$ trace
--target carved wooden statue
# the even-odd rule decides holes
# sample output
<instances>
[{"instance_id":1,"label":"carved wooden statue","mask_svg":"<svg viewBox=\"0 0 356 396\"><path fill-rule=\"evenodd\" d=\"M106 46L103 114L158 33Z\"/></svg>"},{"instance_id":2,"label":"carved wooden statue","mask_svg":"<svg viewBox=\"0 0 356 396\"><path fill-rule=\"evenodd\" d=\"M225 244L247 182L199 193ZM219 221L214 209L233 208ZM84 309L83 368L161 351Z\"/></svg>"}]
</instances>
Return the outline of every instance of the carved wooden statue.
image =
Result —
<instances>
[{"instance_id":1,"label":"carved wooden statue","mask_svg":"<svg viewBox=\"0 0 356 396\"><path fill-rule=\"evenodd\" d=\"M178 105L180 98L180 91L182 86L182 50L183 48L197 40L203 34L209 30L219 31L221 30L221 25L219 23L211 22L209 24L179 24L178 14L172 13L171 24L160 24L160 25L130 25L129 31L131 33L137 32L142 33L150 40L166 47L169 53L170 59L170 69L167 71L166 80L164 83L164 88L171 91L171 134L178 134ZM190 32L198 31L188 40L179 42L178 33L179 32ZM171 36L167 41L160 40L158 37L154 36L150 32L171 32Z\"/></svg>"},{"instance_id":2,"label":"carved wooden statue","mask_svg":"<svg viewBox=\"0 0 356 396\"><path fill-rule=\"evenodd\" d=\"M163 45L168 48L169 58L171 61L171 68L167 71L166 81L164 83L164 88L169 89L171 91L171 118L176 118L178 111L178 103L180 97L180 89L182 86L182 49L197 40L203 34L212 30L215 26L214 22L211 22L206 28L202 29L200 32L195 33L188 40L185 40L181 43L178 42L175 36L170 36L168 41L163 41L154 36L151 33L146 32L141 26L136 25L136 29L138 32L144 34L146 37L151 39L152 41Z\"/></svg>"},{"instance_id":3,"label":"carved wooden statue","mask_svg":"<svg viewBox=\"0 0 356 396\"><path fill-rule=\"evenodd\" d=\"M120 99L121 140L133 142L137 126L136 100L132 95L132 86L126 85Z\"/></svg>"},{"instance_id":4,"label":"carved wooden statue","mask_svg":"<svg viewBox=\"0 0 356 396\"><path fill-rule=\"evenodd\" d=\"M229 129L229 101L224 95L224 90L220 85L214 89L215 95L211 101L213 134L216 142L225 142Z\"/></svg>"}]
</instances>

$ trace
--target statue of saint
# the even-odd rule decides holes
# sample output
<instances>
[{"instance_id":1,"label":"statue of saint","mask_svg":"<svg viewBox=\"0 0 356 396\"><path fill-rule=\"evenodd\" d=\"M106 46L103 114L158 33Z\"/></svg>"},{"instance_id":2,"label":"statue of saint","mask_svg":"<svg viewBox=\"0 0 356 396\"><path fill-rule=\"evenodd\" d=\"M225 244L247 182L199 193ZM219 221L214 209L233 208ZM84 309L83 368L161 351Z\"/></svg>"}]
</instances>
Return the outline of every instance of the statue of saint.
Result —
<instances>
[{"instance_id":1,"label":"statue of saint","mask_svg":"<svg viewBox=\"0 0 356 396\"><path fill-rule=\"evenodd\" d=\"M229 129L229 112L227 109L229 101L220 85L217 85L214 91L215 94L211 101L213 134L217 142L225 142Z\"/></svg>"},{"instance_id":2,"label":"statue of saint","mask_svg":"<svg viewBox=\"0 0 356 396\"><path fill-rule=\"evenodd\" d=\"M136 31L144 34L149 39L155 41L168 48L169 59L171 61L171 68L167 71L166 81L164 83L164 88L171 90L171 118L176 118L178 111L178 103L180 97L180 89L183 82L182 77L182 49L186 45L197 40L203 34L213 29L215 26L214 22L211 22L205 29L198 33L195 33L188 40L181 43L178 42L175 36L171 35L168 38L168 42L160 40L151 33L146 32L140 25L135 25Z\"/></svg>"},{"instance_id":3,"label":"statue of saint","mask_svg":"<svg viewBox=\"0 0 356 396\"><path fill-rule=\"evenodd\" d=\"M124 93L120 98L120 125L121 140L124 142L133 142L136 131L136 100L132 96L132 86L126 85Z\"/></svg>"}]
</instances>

..............................

Write out each line exactly, as it is shown above.

TASK SOLUTION =>
$ trace
--target carved wooden statue
# the even-odd rule decides holes
# sample output
<instances>
[{"instance_id":1,"label":"carved wooden statue","mask_svg":"<svg viewBox=\"0 0 356 396\"><path fill-rule=\"evenodd\" d=\"M106 46L103 114L158 33Z\"/></svg>"},{"instance_id":2,"label":"carved wooden statue","mask_svg":"<svg viewBox=\"0 0 356 396\"><path fill-rule=\"evenodd\" d=\"M225 244L247 182L199 193ZM219 221L214 209L233 208ZM84 309L83 368L161 351Z\"/></svg>"}]
</instances>
Return the outline of every instance of the carved wooden statue.
image =
Result —
<instances>
[{"instance_id":1,"label":"carved wooden statue","mask_svg":"<svg viewBox=\"0 0 356 396\"><path fill-rule=\"evenodd\" d=\"M178 105L180 98L180 91L182 86L182 50L183 48L197 40L203 34L209 30L219 31L221 30L221 25L219 23L211 22L209 24L179 24L178 14L172 13L171 24L160 24L160 25L130 25L129 31L131 33L137 32L142 33L150 40L166 47L169 53L170 59L170 69L167 71L166 80L164 83L164 88L171 91L171 134L178 134ZM190 32L198 31L188 40L179 42L178 33L179 32ZM171 36L167 41L160 40L158 37L154 36L150 32L171 32Z\"/></svg>"},{"instance_id":2,"label":"carved wooden statue","mask_svg":"<svg viewBox=\"0 0 356 396\"><path fill-rule=\"evenodd\" d=\"M163 45L168 48L169 58L171 61L171 68L167 71L166 81L164 83L164 88L169 89L171 91L171 118L176 118L178 111L178 103L180 97L180 89L182 86L182 49L197 40L203 34L212 30L215 26L214 22L211 22L206 28L202 29L200 32L195 33L188 40L185 40L181 43L178 42L175 36L170 36L168 41L163 41L154 36L151 33L146 32L141 26L136 25L136 29L138 32L144 34L146 37L151 39L152 41Z\"/></svg>"},{"instance_id":3,"label":"carved wooden statue","mask_svg":"<svg viewBox=\"0 0 356 396\"><path fill-rule=\"evenodd\" d=\"M120 99L121 140L133 142L137 126L136 100L132 95L132 86L126 85Z\"/></svg>"},{"instance_id":4,"label":"carved wooden statue","mask_svg":"<svg viewBox=\"0 0 356 396\"><path fill-rule=\"evenodd\" d=\"M229 129L229 101L224 95L224 90L220 85L214 89L215 95L211 101L213 134L216 142L225 142Z\"/></svg>"}]
</instances>

$ trace
--target statue of saint
# the even-odd rule decides holes
# sample output
<instances>
[{"instance_id":1,"label":"statue of saint","mask_svg":"<svg viewBox=\"0 0 356 396\"><path fill-rule=\"evenodd\" d=\"M106 46L103 114L158 33Z\"/></svg>"},{"instance_id":2,"label":"statue of saint","mask_svg":"<svg viewBox=\"0 0 356 396\"><path fill-rule=\"evenodd\" d=\"M225 244L247 182L199 193ZM219 221L214 209L233 208ZM84 309L83 368L161 351Z\"/></svg>"}]
</instances>
Return the outline of every instance of the statue of saint.
Result —
<instances>
[{"instance_id":1,"label":"statue of saint","mask_svg":"<svg viewBox=\"0 0 356 396\"><path fill-rule=\"evenodd\" d=\"M229 129L229 112L227 109L229 101L220 85L217 85L214 91L215 94L211 101L213 134L217 142L225 142Z\"/></svg>"},{"instance_id":2,"label":"statue of saint","mask_svg":"<svg viewBox=\"0 0 356 396\"><path fill-rule=\"evenodd\" d=\"M136 31L144 34L149 39L155 41L168 48L169 59L171 61L171 68L167 71L166 81L164 83L164 88L171 90L171 118L176 118L178 111L178 103L180 97L180 89L183 82L182 77L182 49L186 45L197 40L203 34L213 29L215 26L214 22L211 22L205 29L198 33L195 33L188 40L181 43L178 42L175 36L171 35L168 38L168 42L160 40L151 33L146 32L140 25L135 25Z\"/></svg>"},{"instance_id":3,"label":"statue of saint","mask_svg":"<svg viewBox=\"0 0 356 396\"><path fill-rule=\"evenodd\" d=\"M124 93L120 98L120 125L121 140L124 142L133 142L136 131L136 100L132 96L132 86L126 85Z\"/></svg>"}]
</instances>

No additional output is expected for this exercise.